** Problem details **
Copy out the Juneteenth piece on Haiti's rèstavèks below word for word, in full.

** Document extract **
Juneteenth ~ Free Haiti’s Rèstavèks Now

Learn Haitian Kreyòl fortune cookieSi moun lakay pa vann ou, moun deyò paka achte-w. If someone inside your house does not sell you, someone from outside cannot buy you. ~Haitian Proverb/Pwòvèb Ayisyen

Texas. 1865. The Union Army’s Major General had to remind an assembled crowd that President Lincoln had, in fact, written a proclamation two years prior which freed all slaves. Some folk had not heard.  Granger, the Union Army guy, explained: “In accordance with a proclamation from the Executive of the United States, all slaves are free.”

Port-au-Prince. 2013. There are a few hundred thousand children in Haiti right this minute who would benefit from such a proclamation. They are known as rèstavèks.  “All slaves are free.” What nice words!  Should we put our voices together and proclaim Haiti’s rèstavèks free? Would they believe us? Libere tout rèstavèk jodiya. Isn’t it time for this deplorable practice to end?

** Information shown **

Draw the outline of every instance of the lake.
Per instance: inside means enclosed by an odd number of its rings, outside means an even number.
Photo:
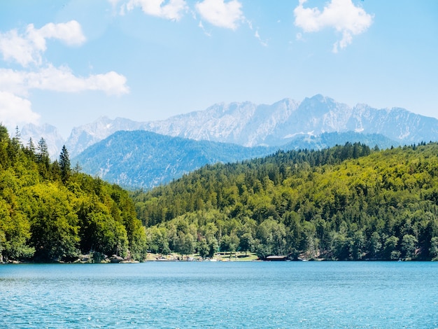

** Reply to the exercise **
Juneteenth ~ Free Haiti’s Rèstavèks Now

Learn Haitian Kreyòl fortune cookieSi moun lakay pa vann ou, moun deyò paka achte-w. If someone inside your house does not sell you, someone from outside cannot buy you. ~Haitian Proverb/Pwòvèb Ayisyen

Texas. 1865. The Union Army’s Major General had to remind an assembled crowd that President Lincoln had, in fact, written a proclamation two years prior which freed all slaves. Some folk had not heard.  Granger, the Union Army guy, explained: “In accordance with a proclamation from the Executive of the United States, all slaves are free.”

Port-au-Prince. 2013. There are a few hundred thousand children in Haiti right this minute who would benefit from such a proclamation. They are known as rèstavèks.  “All slaves are free.” What nice words!  Should we put our voices together and proclaim Haiti’s rèstavèks free? Would they believe us? Libere tout rèstavèk jodiya. Isn’t it time for this deplorable practice to end?